**EXERCISE**
Give the data again in full. Keep every line the same.

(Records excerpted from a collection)
· · · ·

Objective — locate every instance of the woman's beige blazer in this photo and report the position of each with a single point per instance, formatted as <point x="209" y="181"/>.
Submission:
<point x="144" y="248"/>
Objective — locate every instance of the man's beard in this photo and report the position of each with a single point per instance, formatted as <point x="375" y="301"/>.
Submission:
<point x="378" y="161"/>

· · · ·

**TASK ANSWER**
Objective — locate every instance of the woman's beige blazer in this photo and report the position of each with a single point per instance, formatted as <point x="209" y="181"/>.
Submission:
<point x="144" y="248"/>
Objective — locate every instance of the man's beard in this photo and report the position of each with a single point per instance, formatted as <point x="375" y="301"/>.
Submission:
<point x="378" y="161"/>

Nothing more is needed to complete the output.